EXERCISE DATA ::
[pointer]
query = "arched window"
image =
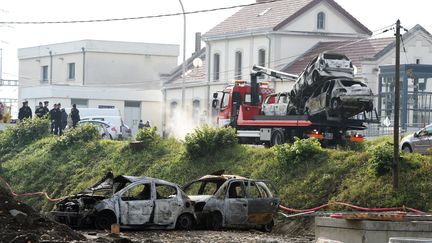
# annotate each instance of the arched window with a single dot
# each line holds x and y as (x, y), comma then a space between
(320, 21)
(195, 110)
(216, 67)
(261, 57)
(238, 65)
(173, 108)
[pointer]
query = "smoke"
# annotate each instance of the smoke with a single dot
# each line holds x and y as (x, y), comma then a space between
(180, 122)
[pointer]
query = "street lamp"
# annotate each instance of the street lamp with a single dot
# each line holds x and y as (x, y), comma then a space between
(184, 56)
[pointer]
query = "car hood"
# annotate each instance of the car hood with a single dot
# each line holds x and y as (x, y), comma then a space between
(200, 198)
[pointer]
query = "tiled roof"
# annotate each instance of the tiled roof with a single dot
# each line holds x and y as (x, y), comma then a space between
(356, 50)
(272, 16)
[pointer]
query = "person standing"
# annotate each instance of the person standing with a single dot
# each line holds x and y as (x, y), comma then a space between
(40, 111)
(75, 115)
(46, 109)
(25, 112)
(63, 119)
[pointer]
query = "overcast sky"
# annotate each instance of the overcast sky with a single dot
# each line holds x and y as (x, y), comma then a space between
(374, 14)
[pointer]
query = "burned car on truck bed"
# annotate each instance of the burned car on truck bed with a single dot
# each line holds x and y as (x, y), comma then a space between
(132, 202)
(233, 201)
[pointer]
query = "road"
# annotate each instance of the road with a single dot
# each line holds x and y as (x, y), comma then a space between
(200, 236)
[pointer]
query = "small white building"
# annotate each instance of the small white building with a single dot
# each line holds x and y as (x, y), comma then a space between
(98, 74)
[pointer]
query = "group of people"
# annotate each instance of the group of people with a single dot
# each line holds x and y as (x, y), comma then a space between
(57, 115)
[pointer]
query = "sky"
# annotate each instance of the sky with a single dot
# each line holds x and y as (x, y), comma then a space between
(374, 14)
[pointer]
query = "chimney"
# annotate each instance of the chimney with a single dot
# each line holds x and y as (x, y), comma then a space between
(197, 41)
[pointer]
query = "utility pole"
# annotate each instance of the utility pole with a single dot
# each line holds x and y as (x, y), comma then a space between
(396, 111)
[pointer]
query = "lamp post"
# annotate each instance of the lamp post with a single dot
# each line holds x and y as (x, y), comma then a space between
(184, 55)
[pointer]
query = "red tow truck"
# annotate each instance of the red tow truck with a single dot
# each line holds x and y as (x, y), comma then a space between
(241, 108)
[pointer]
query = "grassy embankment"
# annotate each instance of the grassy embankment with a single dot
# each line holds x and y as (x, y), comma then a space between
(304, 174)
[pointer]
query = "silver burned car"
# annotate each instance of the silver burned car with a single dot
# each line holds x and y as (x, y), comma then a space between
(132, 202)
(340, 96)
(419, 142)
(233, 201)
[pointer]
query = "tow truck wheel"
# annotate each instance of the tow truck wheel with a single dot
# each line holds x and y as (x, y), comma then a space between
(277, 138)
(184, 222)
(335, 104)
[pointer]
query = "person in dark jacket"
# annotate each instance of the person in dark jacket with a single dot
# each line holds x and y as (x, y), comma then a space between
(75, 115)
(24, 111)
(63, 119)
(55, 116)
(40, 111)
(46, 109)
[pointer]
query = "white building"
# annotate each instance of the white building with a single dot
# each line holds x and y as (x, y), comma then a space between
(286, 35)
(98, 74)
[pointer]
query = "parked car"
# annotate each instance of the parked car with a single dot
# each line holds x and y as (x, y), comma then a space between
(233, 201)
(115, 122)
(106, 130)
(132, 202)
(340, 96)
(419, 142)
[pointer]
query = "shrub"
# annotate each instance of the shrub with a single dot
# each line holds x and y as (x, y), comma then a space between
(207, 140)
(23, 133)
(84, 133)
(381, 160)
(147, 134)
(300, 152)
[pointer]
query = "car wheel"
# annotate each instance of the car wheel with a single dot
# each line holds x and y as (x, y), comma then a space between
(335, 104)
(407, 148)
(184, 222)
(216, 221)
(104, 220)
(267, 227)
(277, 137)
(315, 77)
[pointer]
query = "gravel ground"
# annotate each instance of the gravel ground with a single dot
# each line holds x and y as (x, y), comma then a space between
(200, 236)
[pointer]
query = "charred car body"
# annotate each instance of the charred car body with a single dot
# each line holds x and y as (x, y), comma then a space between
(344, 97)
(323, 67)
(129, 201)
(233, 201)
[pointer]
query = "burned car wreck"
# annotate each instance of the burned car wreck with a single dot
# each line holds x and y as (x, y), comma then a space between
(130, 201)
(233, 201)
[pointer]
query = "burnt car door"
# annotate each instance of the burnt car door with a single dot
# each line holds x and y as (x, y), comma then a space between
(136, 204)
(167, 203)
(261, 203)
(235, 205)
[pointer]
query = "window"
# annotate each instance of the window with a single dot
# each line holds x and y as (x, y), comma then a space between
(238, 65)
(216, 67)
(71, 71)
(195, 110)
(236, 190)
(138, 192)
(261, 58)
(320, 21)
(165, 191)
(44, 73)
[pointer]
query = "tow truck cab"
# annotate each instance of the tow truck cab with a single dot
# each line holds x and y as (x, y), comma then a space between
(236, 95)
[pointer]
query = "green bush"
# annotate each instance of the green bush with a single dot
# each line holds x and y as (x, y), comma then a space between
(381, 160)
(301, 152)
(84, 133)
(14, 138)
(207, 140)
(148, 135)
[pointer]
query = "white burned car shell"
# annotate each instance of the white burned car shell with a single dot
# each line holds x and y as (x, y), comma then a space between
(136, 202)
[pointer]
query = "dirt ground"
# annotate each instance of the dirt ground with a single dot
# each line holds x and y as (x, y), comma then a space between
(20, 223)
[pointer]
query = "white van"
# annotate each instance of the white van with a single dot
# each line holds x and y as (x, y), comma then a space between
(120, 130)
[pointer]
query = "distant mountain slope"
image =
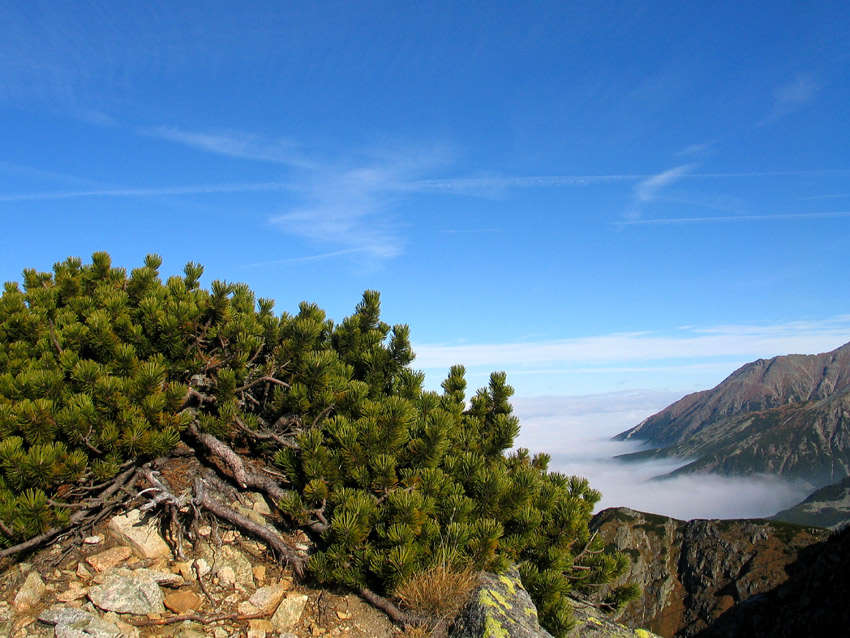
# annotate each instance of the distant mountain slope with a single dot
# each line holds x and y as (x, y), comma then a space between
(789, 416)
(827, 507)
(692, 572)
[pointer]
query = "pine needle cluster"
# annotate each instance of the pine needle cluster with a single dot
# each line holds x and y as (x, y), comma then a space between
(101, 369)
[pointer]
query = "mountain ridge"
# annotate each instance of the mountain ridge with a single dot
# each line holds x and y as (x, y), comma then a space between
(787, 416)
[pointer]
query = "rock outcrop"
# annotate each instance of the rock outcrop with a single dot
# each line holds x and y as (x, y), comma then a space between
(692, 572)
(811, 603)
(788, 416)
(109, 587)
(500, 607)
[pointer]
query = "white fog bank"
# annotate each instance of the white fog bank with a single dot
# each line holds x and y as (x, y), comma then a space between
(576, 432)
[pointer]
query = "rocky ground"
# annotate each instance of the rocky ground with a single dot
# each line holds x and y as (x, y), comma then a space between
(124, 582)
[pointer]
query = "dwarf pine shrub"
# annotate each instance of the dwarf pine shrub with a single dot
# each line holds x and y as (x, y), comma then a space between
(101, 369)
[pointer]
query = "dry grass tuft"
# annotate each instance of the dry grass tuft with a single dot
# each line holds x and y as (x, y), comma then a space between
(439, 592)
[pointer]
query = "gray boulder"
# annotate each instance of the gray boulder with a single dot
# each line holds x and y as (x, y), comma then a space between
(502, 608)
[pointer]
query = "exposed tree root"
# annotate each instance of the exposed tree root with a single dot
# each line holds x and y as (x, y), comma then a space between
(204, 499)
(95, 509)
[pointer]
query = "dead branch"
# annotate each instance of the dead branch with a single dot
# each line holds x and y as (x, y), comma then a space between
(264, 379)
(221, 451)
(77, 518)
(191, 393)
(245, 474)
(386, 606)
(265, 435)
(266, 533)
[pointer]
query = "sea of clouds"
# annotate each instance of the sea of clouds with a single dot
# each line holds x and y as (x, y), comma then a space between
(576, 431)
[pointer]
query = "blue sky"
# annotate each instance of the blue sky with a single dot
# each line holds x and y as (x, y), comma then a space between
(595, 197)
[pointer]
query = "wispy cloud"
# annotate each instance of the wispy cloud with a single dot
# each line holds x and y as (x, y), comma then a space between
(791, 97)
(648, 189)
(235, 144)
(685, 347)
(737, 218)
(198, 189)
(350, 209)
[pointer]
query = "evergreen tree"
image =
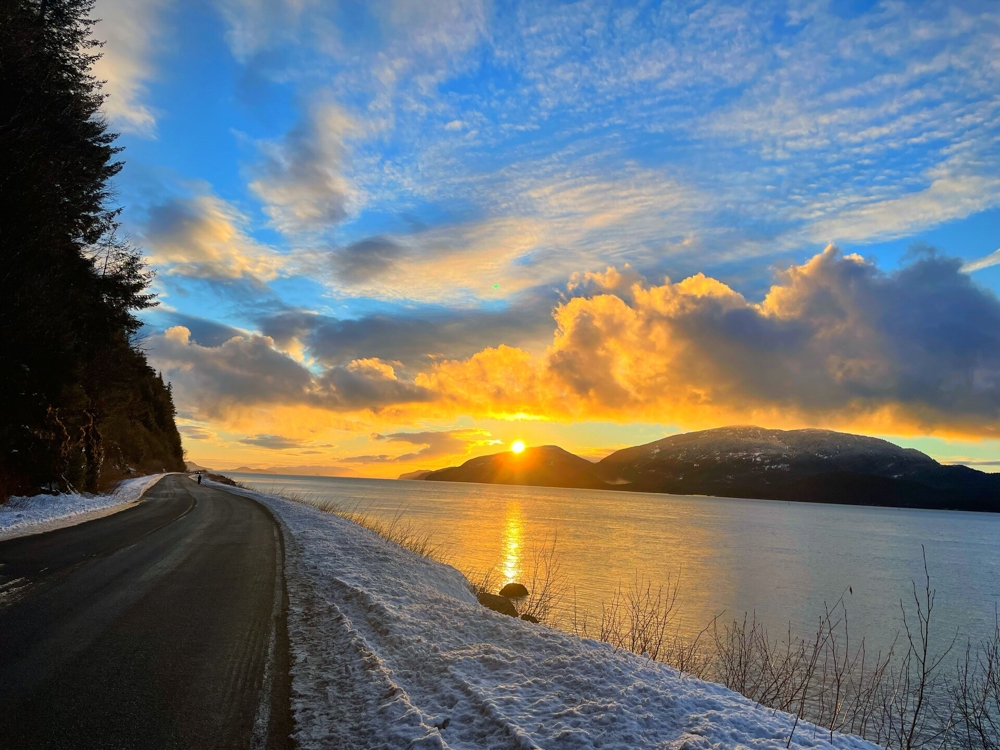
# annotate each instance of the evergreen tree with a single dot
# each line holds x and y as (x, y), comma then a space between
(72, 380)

OBJECTIVE ::
How many lines of the listing above contain the string "blue"? Give only the number.

CORRECT RESULT ::
2